▶ **TASK INSTRUCTIONS**
Find every line in the items below that contains the word "white", treating uppercase and lowercase as different, and copy each of those lines.

▶ **RECORDS FOR THIS TASK**
-- START --

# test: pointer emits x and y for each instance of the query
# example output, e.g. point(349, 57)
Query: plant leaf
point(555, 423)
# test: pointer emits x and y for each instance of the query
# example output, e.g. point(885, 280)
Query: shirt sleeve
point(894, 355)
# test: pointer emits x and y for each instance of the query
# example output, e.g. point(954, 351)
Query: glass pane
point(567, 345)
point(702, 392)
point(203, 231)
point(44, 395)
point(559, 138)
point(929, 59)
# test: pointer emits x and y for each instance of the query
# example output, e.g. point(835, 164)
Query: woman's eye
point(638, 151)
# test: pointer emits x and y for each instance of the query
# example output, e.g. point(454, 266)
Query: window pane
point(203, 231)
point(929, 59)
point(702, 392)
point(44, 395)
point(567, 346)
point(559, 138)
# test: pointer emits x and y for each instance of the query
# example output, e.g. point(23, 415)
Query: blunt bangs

-- END --
-- START --

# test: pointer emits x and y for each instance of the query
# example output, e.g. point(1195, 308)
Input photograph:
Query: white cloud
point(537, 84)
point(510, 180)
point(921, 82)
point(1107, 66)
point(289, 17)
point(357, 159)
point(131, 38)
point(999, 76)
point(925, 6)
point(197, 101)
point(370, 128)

-- END --
-- START --

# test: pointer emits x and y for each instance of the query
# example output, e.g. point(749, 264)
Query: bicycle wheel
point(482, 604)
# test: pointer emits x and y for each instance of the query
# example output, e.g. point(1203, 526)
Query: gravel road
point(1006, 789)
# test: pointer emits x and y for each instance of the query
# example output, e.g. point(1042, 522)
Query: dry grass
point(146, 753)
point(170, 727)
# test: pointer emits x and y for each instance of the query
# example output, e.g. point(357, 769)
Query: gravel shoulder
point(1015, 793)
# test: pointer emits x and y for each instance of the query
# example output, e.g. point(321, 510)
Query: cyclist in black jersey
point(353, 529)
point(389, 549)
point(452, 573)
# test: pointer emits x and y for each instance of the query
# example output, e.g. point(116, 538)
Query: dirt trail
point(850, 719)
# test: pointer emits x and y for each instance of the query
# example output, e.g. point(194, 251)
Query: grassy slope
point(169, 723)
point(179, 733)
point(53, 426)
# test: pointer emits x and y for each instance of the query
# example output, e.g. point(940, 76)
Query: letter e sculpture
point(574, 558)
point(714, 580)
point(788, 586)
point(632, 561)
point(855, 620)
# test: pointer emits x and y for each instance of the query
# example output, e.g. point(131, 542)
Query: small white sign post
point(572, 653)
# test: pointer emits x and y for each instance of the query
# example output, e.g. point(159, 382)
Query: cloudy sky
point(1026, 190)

-- END --

▶ **ANSWER TO THE TASK**
Query: white cloud
Query: small white sign post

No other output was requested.